What the task requires
Copy, word for word, the lines in the rows below that begin with the one containing "Prove it: the black" and continue through the end of the rows.

(A run of rows)
· · ·

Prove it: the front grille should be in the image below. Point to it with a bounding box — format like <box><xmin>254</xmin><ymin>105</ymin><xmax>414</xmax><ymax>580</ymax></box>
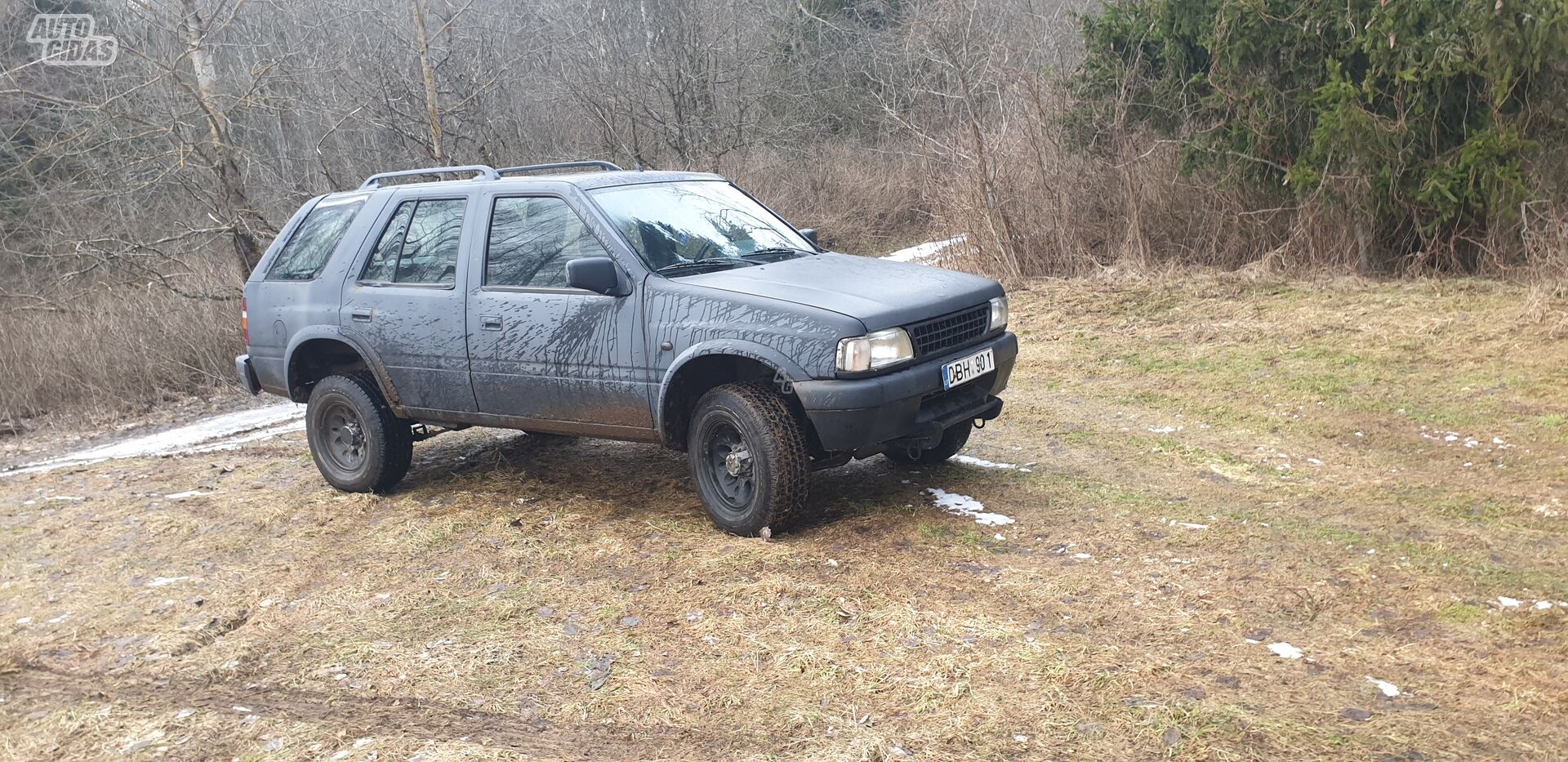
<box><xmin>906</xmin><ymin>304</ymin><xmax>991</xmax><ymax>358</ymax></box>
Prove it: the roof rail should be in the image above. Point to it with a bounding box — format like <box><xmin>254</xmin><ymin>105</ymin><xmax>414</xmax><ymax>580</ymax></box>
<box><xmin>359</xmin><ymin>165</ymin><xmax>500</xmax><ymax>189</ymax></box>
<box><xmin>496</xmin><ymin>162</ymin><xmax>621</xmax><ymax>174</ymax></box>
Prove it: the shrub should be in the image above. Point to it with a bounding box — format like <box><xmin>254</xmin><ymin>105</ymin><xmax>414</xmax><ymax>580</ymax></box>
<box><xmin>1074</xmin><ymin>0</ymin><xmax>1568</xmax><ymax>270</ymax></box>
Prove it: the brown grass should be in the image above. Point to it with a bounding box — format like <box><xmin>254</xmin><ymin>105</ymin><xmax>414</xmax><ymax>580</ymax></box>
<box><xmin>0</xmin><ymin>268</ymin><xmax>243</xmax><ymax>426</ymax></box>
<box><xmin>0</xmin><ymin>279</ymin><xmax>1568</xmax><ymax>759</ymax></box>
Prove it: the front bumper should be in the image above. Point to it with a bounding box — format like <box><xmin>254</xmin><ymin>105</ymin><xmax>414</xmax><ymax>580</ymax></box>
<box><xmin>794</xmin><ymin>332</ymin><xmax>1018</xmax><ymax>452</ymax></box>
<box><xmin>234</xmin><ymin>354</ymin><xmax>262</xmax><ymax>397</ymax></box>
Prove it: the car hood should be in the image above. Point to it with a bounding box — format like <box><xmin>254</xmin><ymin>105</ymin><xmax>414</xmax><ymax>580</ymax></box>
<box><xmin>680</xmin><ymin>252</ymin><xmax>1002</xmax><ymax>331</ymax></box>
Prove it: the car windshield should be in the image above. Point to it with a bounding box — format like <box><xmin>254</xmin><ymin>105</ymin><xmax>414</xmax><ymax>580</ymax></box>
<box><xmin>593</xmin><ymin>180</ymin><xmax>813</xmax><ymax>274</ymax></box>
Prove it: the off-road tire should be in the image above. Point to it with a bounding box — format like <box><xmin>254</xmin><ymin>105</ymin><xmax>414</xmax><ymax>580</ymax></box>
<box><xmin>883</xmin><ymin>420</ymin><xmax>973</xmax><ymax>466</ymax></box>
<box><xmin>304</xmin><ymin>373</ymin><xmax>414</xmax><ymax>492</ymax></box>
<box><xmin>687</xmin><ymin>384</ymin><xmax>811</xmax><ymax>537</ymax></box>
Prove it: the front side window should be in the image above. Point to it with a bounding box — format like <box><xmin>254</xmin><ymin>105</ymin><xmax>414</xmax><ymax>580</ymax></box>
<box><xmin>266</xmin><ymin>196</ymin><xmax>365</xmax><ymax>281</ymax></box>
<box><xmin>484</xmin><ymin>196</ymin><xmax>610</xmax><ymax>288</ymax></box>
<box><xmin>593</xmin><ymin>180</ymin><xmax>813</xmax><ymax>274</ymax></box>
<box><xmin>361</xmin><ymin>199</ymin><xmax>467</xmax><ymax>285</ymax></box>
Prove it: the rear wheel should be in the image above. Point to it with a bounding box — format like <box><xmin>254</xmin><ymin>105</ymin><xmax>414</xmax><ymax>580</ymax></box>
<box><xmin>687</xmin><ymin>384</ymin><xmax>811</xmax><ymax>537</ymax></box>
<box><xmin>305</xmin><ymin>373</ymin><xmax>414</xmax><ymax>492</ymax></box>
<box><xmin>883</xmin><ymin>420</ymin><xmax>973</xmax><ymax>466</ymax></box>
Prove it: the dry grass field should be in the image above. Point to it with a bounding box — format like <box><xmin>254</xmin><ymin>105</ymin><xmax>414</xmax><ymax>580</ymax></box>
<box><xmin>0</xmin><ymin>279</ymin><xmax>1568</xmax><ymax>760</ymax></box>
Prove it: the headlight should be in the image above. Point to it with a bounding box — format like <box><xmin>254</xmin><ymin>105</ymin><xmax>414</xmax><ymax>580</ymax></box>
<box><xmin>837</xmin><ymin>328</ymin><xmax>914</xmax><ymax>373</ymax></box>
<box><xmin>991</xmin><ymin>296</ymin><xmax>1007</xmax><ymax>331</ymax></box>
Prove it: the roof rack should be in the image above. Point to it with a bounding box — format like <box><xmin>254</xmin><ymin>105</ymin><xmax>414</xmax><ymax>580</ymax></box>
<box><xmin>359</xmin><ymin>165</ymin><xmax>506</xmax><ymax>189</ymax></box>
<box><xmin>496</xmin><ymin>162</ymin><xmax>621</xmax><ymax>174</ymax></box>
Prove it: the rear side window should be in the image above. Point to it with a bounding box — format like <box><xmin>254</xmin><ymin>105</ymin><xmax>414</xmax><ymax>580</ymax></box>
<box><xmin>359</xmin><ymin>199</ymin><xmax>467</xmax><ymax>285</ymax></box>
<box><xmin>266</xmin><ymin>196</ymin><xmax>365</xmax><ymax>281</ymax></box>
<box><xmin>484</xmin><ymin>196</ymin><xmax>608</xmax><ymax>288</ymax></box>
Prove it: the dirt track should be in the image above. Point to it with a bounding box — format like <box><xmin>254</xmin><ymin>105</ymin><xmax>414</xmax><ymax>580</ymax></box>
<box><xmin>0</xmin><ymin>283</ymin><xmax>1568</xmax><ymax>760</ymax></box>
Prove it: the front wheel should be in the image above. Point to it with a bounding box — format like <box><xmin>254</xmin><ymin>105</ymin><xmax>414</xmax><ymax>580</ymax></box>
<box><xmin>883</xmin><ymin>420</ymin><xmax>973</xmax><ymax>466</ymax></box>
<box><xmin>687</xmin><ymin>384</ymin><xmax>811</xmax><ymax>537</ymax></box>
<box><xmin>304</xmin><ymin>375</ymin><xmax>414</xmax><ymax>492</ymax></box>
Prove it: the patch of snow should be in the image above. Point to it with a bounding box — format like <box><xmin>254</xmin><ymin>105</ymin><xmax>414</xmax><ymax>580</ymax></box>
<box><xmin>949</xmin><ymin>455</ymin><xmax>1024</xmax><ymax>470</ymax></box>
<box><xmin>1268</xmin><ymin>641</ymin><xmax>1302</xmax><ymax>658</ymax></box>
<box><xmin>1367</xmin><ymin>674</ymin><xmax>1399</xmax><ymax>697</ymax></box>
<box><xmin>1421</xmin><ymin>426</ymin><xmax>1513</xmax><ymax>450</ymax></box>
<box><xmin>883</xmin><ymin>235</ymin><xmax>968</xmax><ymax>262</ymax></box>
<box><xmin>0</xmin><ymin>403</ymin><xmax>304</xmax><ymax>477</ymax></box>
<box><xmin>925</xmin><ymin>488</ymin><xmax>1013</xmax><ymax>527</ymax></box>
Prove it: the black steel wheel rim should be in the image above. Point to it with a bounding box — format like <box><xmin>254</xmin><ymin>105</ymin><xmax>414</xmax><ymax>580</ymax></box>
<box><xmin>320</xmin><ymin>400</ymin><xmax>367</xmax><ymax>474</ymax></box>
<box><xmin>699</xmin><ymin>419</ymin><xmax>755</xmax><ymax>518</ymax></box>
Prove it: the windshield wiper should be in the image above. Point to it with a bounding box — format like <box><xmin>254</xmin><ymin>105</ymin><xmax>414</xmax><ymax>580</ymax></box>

· · ·

Exercise response
Prove it: the black steel wheel rim should be in the image above. Point to it with a bounding box — format like <box><xmin>254</xmin><ymin>105</ymin><xmax>414</xmax><ymax>580</ymax></box>
<box><xmin>320</xmin><ymin>400</ymin><xmax>367</xmax><ymax>474</ymax></box>
<box><xmin>699</xmin><ymin>419</ymin><xmax>755</xmax><ymax>518</ymax></box>
Prove it: the windshield wiper should be in the image above. Point to it with a bounding box — format like <box><xmin>254</xmin><ymin>105</ymin><xmax>414</xmax><ymax>580</ymax></box>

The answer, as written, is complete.